# Try it
Copy each line in the data below that contains the word "bounding".

# The data
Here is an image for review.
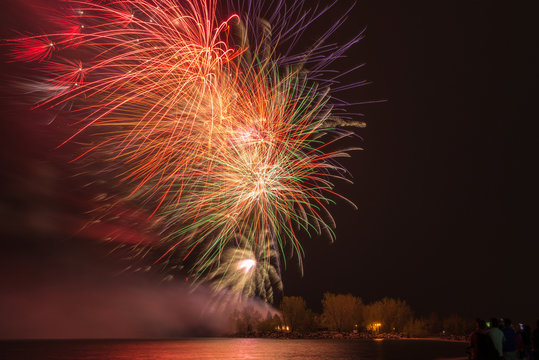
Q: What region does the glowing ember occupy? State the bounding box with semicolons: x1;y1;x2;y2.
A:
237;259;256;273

---

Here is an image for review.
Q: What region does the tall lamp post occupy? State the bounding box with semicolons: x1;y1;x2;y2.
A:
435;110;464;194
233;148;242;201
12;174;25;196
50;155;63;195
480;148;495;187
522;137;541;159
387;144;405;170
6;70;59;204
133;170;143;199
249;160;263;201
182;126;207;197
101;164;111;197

# Response to the exercise
Q: What region does the glowing ember occupy? State the bounding box with semicolons: x1;y1;x2;y2.
Q: What region does the tall lamp post occupy? State the bounding box with semicolons: x1;y1;x2;y2.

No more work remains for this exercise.